*** Opening GIVEN DATA ***

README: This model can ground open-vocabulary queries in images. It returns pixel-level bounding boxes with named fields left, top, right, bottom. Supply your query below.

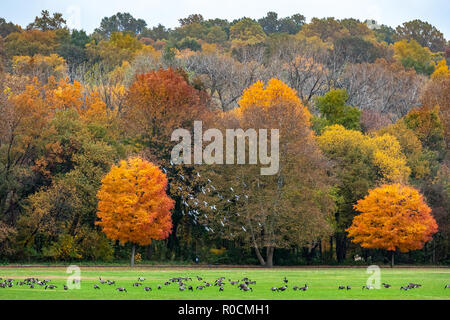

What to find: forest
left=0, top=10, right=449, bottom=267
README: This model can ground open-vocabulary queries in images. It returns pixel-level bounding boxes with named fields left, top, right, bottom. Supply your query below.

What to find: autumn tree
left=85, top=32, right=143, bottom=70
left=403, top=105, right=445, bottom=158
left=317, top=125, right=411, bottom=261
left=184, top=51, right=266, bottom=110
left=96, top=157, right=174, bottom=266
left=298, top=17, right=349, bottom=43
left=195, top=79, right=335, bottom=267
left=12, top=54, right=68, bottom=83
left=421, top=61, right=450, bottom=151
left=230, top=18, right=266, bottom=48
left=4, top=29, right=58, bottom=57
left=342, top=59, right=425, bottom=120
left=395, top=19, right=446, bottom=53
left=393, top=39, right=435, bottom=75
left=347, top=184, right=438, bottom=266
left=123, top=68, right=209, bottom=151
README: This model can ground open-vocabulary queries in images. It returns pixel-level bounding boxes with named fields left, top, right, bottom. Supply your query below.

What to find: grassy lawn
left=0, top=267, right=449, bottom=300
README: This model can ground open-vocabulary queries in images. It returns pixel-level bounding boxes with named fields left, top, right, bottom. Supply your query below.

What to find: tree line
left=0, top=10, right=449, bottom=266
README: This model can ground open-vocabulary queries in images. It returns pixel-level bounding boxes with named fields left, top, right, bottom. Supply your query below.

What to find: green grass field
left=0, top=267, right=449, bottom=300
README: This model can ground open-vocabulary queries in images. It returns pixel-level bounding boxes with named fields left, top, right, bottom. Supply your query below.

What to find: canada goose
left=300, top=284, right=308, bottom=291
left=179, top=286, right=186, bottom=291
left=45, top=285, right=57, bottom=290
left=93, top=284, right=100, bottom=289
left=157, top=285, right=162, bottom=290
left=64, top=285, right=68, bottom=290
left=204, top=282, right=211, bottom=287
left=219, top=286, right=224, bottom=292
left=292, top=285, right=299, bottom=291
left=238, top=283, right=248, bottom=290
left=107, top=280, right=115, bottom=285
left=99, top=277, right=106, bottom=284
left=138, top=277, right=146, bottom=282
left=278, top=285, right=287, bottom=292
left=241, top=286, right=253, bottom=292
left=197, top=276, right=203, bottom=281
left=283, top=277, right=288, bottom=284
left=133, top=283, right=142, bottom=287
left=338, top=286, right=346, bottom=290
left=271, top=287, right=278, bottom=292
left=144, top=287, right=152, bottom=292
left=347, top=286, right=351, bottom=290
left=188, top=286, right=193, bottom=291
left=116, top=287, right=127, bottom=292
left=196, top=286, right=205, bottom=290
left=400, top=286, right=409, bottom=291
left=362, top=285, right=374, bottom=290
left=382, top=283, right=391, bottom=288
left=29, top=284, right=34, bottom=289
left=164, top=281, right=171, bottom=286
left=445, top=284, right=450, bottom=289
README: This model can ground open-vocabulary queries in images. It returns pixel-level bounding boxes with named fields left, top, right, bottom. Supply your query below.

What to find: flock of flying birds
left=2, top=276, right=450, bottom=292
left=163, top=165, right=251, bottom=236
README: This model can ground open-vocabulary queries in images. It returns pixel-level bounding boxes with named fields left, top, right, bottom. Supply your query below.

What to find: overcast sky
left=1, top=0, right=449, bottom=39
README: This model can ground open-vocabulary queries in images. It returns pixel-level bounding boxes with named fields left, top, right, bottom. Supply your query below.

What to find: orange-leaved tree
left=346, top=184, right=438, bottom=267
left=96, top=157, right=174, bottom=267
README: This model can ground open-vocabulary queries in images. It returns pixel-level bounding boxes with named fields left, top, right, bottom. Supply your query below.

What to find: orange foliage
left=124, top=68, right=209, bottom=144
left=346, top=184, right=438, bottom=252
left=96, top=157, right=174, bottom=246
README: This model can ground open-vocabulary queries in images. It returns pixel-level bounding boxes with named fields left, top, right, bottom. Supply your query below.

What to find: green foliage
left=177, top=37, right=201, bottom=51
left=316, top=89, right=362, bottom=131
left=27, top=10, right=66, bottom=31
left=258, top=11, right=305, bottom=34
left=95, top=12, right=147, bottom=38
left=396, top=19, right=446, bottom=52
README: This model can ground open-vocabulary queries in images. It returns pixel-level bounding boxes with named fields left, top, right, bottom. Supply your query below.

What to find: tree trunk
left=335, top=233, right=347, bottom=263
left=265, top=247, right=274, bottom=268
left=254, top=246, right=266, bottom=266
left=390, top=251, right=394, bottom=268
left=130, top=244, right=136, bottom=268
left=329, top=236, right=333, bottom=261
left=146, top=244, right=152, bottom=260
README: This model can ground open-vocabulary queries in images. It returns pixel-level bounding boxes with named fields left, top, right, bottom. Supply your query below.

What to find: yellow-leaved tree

*** Closing GIVEN DATA ***

> _WHAT THE TASK REQUIRES_: Print all the entries again exactly as written, but without the pictures.

> _ANSWER SECTION_:
README: This model can ground open-vocabulary queries in images. It returns pixel-level bounding boxes with named fields left, top, right, bottom. Supply your query below.


What to find: forest
left=0, top=10, right=449, bottom=267
README: This model can ground open-vocabulary queries in images. It returns pixel-level bounding boxes with named fields left, top, right, bottom. Supply your query below.

What to find: autumn tree
left=85, top=32, right=143, bottom=70
left=403, top=105, right=445, bottom=158
left=317, top=125, right=411, bottom=261
left=184, top=51, right=266, bottom=110
left=96, top=157, right=174, bottom=266
left=298, top=17, right=349, bottom=43
left=195, top=79, right=335, bottom=267
left=12, top=54, right=68, bottom=83
left=421, top=61, right=450, bottom=151
left=230, top=18, right=266, bottom=48
left=4, top=29, right=58, bottom=57
left=342, top=59, right=425, bottom=120
left=395, top=19, right=446, bottom=53
left=393, top=39, right=435, bottom=75
left=347, top=184, right=438, bottom=266
left=123, top=68, right=209, bottom=151
README: This model can ground open-vocabulary queries in images. It returns pixel-level bounding boxes with named fields left, top, right, bottom. Supply your query below.

What to find: grassy lawn
left=0, top=267, right=449, bottom=300
README: This model can ground open-vocabulary queries in images. It returns pixel-level bounding boxes with named fields left, top, right, bottom. Supply your query below.

What to find: tree line
left=0, top=10, right=449, bottom=266
README: This model can ground open-vocabulary queries in images. It returns pixel-level bounding boxes with named fields left, top, right, bottom. Supply your query below.

What to find: green grass field
left=0, top=267, right=449, bottom=300
README: This model can ground open-vocabulary queries in images. It returns pixel-level bounding boxes with named fields left, top, right, bottom. Supply your query below.

What to find: canada goose
left=300, top=284, right=308, bottom=291
left=179, top=286, right=186, bottom=291
left=45, top=285, right=57, bottom=290
left=93, top=284, right=100, bottom=289
left=157, top=285, right=162, bottom=290
left=64, top=285, right=68, bottom=290
left=204, top=282, right=211, bottom=287
left=219, top=286, right=224, bottom=292
left=292, top=285, right=299, bottom=291
left=238, top=283, right=248, bottom=290
left=107, top=280, right=115, bottom=285
left=99, top=277, right=106, bottom=284
left=138, top=277, right=146, bottom=282
left=278, top=285, right=287, bottom=292
left=241, top=286, right=253, bottom=292
left=197, top=276, right=203, bottom=281
left=283, top=277, right=288, bottom=284
left=133, top=283, right=142, bottom=287
left=338, top=286, right=346, bottom=290
left=271, top=287, right=278, bottom=292
left=144, top=287, right=152, bottom=292
left=347, top=286, right=351, bottom=290
left=188, top=286, right=193, bottom=291
left=116, top=287, right=127, bottom=292
left=196, top=286, right=205, bottom=290
left=400, top=286, right=409, bottom=291
left=362, top=285, right=374, bottom=290
left=382, top=283, right=391, bottom=288
left=29, top=284, right=34, bottom=289
left=164, top=281, right=171, bottom=286
left=445, top=284, right=450, bottom=289
README: This model can ground open-vocabulary queries in images. It returns pixel-level bounding boxes with named fields left, top, right, bottom. Supply your query below.

What to find: flock of flying birds
left=2, top=276, right=450, bottom=292
left=163, top=165, right=251, bottom=236
README: This model can ground open-vocabulary queries in images. It returns pixel-level bounding boxes with named fields left, top, right, bottom. Supply your query below.

What to find: overcast sky
left=1, top=0, right=449, bottom=39
README: This model can ground open-vocabulary queries in images. It returns pixel-level bounding boxes with named fields left, top, right, bottom. Supply your query below.

What to find: orange-leaved tree
left=346, top=184, right=438, bottom=267
left=96, top=157, right=174, bottom=267
README: This model can ground open-vocabulary queries in images. It returns pixel-level bounding boxes with named fields left, top, right, bottom. Supply your query below.

What to find: orange foliage
left=124, top=68, right=209, bottom=144
left=346, top=184, right=438, bottom=252
left=96, top=157, right=174, bottom=246
README: This model can ground open-vocabulary queries in images. It returns pixel-level bounding boxes with named fields left, top, right, bottom. Supply your query below.

What to find: green foliage
left=177, top=37, right=201, bottom=51
left=316, top=89, right=362, bottom=131
left=27, top=10, right=66, bottom=31
left=258, top=11, right=305, bottom=34
left=95, top=12, right=147, bottom=38
left=396, top=19, right=446, bottom=52
README: This model can ground open-vocabulary queries in images. It returns pixel-level bounding boxes with named fields left, top, right, bottom. Supply your query below.

What to find: tree trunk
left=335, top=233, right=347, bottom=263
left=265, top=247, right=274, bottom=268
left=254, top=246, right=266, bottom=266
left=390, top=251, right=394, bottom=268
left=130, top=244, right=136, bottom=268
left=329, top=236, right=333, bottom=261
left=146, top=244, right=152, bottom=260
README: This model can ground open-vocabulary queries in images. It returns pixel-level bounding boxes with named fields left, top, right, bottom. Supply your query below.

What to find: yellow-leaved tree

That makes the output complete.